■ **REQUIREMENT**
Would you reproduce all of the entries below, character for character?

○ ○ ○

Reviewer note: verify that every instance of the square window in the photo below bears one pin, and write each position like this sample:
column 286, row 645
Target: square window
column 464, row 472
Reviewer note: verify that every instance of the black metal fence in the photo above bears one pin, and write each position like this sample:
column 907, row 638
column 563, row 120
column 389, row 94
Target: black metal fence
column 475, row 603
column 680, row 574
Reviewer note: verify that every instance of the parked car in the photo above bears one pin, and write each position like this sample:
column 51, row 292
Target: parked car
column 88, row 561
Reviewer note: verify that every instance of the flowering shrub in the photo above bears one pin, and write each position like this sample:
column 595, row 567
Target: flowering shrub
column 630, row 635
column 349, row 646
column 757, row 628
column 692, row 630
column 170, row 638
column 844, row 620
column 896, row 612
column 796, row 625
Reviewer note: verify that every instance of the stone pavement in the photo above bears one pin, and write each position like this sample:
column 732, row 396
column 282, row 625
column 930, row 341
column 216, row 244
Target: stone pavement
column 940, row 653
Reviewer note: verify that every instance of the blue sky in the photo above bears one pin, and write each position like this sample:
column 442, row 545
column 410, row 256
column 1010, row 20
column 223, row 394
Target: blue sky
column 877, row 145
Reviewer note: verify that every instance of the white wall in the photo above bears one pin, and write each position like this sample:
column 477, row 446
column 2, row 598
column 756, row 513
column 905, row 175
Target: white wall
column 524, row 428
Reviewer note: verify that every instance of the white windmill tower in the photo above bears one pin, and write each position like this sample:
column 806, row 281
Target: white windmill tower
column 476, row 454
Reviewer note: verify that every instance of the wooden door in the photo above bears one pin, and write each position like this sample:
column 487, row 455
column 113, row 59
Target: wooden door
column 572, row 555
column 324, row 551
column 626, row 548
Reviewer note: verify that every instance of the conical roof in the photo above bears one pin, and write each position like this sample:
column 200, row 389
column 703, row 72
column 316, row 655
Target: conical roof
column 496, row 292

○ ○ ○

■ **SOLUTION FOR THIS EXERCISE**
Reviewer note: verify that every instance of the square window in the photo below bears one pin, and write each position like this sample:
column 286, row 645
Target: square window
column 464, row 472
Reviewer note: verify that every instance of the black metal fence in the photo above bears one pin, and write each position like this sample:
column 907, row 638
column 563, row 120
column 389, row 94
Target: black metal fence
column 475, row 603
column 680, row 574
Reviewer note: verify that every instance of the parked car in the photo above bears one pin, and write each position like this sample:
column 51, row 292
Target: parked car
column 88, row 561
Reviewer note: verify that every instance of the flowering shrub in the photo above bears one pin, and write each position like this sample:
column 595, row 567
Target: flowering shrub
column 630, row 635
column 349, row 646
column 757, row 628
column 692, row 630
column 170, row 638
column 844, row 620
column 896, row 612
column 796, row 625
Reviewer note: verify that every instance of the stone pavement in the photo above bears one pin, and write each position like this sample:
column 732, row 396
column 282, row 625
column 930, row 341
column 216, row 244
Target: stone pavement
column 940, row 653
Reviewer note: verify that every instance of the blue sky in the photo above bears one pin, and write each position like this sample:
column 442, row 545
column 410, row 256
column 1010, row 20
column 223, row 394
Target: blue sky
column 877, row 145
Reviewer note: verify that every instance of the white wall in the photo above bears one pin, and write each position like this sample:
column 477, row 446
column 2, row 598
column 756, row 513
column 905, row 175
Target: white wall
column 524, row 428
Reviewer note: verify that every instance of the white windmill tower in the photo above bears one pin, and write each position like this sample:
column 806, row 281
Target: white windmill tower
column 476, row 454
Reviewer note: verify that every instance of the wooden door in the photo above bears one pin, and write each position like this sample:
column 487, row 455
column 113, row 59
Target: wooden door
column 572, row 555
column 324, row 551
column 626, row 548
Reviewer note: verify that every instance of the conical roof in the photo above bears one pin, and write each position like this sample:
column 200, row 389
column 703, row 72
column 316, row 655
Target: conical roof
column 496, row 292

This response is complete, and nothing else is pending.